### Aim of the exercise
An exact copy of each record is required.

-- Provided information follows --

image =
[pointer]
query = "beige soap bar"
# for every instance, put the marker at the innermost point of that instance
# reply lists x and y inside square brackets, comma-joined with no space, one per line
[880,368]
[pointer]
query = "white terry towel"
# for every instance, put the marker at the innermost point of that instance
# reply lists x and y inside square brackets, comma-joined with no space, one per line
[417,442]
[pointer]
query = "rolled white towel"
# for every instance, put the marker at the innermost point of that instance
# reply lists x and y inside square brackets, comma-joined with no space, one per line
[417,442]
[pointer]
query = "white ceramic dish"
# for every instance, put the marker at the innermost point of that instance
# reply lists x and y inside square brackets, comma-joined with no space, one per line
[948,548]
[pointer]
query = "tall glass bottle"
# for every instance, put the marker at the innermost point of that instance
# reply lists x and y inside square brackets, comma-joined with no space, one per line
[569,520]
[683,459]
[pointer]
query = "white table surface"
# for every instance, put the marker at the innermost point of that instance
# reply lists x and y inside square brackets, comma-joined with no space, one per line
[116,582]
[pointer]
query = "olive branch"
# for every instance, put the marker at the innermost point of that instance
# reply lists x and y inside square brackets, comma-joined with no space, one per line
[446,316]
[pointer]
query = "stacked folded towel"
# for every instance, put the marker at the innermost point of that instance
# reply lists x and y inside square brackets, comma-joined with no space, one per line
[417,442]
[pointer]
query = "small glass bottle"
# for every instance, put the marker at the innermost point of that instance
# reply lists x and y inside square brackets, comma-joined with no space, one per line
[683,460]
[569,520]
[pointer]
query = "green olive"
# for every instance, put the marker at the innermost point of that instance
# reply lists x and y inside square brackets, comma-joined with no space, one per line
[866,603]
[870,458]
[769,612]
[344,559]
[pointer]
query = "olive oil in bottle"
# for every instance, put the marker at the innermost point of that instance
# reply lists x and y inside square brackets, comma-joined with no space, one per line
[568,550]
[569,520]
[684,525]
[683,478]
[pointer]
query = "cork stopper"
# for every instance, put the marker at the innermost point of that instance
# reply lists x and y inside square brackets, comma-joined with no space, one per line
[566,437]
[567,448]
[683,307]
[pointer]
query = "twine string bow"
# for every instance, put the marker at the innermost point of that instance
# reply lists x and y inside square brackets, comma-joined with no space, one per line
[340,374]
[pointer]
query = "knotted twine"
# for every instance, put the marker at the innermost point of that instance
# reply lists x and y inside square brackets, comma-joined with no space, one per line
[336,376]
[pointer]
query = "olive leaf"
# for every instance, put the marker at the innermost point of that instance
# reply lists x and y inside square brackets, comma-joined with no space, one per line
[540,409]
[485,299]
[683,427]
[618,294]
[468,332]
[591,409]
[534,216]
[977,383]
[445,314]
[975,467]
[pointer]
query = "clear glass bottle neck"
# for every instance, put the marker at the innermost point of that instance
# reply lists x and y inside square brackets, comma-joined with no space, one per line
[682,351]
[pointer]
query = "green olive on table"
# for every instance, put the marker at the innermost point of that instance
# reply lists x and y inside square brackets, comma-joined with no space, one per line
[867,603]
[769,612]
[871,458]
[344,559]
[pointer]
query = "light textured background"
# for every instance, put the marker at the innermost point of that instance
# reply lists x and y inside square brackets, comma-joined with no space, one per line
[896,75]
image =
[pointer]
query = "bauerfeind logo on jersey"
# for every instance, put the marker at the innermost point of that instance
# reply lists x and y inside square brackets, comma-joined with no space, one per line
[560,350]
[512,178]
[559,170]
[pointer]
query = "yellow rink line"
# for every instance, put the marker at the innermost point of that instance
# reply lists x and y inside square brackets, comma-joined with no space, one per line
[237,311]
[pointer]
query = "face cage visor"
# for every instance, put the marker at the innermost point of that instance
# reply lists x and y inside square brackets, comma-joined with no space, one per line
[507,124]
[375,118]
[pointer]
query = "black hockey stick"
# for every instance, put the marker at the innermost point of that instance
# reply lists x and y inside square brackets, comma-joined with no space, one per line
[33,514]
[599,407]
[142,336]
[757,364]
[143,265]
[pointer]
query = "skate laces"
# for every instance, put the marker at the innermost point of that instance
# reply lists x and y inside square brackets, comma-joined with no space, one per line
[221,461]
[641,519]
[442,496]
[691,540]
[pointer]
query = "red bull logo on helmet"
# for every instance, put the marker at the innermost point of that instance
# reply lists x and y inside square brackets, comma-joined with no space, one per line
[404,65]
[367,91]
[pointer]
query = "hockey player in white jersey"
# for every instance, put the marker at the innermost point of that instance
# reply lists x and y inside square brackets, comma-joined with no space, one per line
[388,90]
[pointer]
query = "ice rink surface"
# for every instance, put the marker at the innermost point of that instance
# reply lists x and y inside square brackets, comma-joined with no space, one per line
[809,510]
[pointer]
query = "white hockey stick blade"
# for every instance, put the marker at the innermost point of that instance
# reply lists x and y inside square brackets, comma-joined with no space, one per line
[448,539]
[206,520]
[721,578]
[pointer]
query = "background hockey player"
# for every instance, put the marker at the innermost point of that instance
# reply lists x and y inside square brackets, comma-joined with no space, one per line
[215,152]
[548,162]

-- Provided information concluded --

### Task answer
image =
[pointer]
query = "beige soap bar"
# for every instance, put the marker at the innermost point of that instance
# reply lists x and y inside square brackets, comma-joined with no space, one per line
[880,368]
[pointer]
query = "white terry towel"
# for every instance, put the marker at the innermost point of that instance
# reply lists x and y inside square brackets, comma-joined with no space, one per line
[417,442]
[pointer]
query = "rolled white towel"
# for every instance, put the marker at the innermost point of that instance
# reply lists x and y inside square brackets, comma-joined with no space, one per line
[417,442]
[pointer]
query = "white ceramic dish"
# for every instance, put the marker at the innermost point of that instance
# reply lists x and y inside square brackets, comma-joined with no space, one per line
[948,548]
[pointer]
query = "tall glass bottle"
# for every instance, put the marker at the innermost point of that instance
# reply lists x and y inside square brackets, comma-joined with no space, one per line
[569,520]
[683,459]
[pointer]
query = "white table surface"
# for every instance, put the marker at the innermost point of that instance
# reply lists x and y inside square brackets, comma-joined with no space, one per line
[116,582]
[pointer]
query = "olive branch"
# for every instance, put the marker at the innermost point of that instance
# reply lists x and y inside square brackets, comma-joined with no space, one per line
[446,316]
[pointer]
query = "stacked folded towel"
# for every instance, put the marker at the innermost point of that instance
# reply lists x and y inside square brackets, comma-joined with no space, one per line
[417,442]
[pointer]
query = "small glass bottle"
# for every instance, put the marker at the innermost point of that instance
# reply lists x and y inside square brackets, comma-joined with no space, one per line
[683,460]
[569,520]
[pointer]
query = "green olive"
# for every instance, put the marker at the innermost point of that instance
# reply lists x and y inside square brackets, comma-joined with no space, one per line
[866,603]
[870,458]
[769,612]
[344,559]
[pointer]
query = "olive oil in bottle"
# for every instance, put the marker at the innermost point of that instance
# reply lists x and y inside square brackets, comma-joined with no space, one per line
[568,550]
[569,520]
[684,525]
[683,478]
[pointer]
query = "cork stopper"
# for every instance, put the marker at the innermost point of that instance
# reply lists x and y inside square brackets, comma-joined with no space, one per line
[566,437]
[567,448]
[683,307]
[pointer]
query = "twine string bow"
# for every instance, put the marker at the innermost point of that instance
# reply lists x and y inside square brackets, comma-joined with no space, one per line
[340,374]
[pointer]
query = "knotted twine"
# for every instance, put the marker at the innermost point of that instance
# reply lists x and y inside square brackets, comma-joined with no space, one per line
[336,376]
[pointer]
query = "olive leaf"
# for every instance, put the marker at the innermost point of that instance
# reply lists x and y inside square brackets, comma-joined with no space, one per line
[540,409]
[485,299]
[683,427]
[618,294]
[468,332]
[591,409]
[534,216]
[977,383]
[445,314]
[975,467]
[pointer]
query = "clear glass bottle neck"
# for every instance, put the marker at the innermost point of that instance
# reply lists x and y inside square brackets, comma-joined with no space, one per line
[682,351]
[pointer]
query = "green olive on table"
# for every instance, put the marker at the innermost point of that instance
# reply lists x and y inside square brackets, comma-joined with no space, one per line
[867,603]
[769,612]
[871,458]
[344,559]
[pointer]
query = "light textured background"
# for every instance, put the marker at the innermost point of that instance
# reply lists x and y inside square brackets, comma-joined with no space, one per line
[896,75]
image =
[pointer]
query = "bauerfeind logo on jersey"
# for every instance, put the marker at the innermost point of that instance
# reply lists x and y inside square brackets, comma-joined with no space, one per line
[560,350]
[512,178]
[559,170]
[pointer]
query = "yellow rink line"
# for every instance, put the marker at the innermost point of that instance
# reply lists x and y inside square brackets, comma-joined with no space, one per line
[237,311]
[pointer]
query = "face cage visor"
# for every instance, put the marker at the innermost point of that instance
# reply lists x and y inside square brackets, comma-joined with no space, one per line
[507,124]
[375,118]
[pointer]
query = "black hockey stick"
# for every instance, put the marker at the innermost point of that instance
# reply lists x and y inside square brackets, comma-joined with no space, one per line
[33,514]
[599,407]
[142,336]
[757,364]
[143,265]
[pointer]
query = "skate laces"
# for every instance, put the marker at the innermost point of that instance
# reply lists x and y inside square brackets, comma-joined with no space, one per line
[221,461]
[641,519]
[442,496]
[691,540]
[pointer]
query = "red bull logo on helmet"
# for every instance, put the marker at the innermost point of that instance
# reply lists x and y inside square brackets, comma-joined with no space, one per line
[404,65]
[367,91]
[pointer]
query = "hockey player in white jersey"
# for every instance, put the marker at the innermost point of that instance
# reply lists x and y inside square brackets, comma-joined with no space, one per line
[388,90]
[pointer]
query = "ice rink surface"
# for every instance, put the marker at the innermost point of that instance
# reply lists x and y inside square brackets, comma-joined with no space, one per line
[809,510]
[pointer]
query = "white hockey stick blade"
# for every instance, put the marker at the innermost point of that instance
# reply lists x and y inside square brackets, comma-joined with no space, one per line
[448,539]
[206,520]
[721,578]
[pointer]
query = "background hockey player"
# for every instance, put the marker at the innermost point of that instance
# reply lists x and y inside square brackets, comma-joined with no space, one per line
[215,152]
[548,162]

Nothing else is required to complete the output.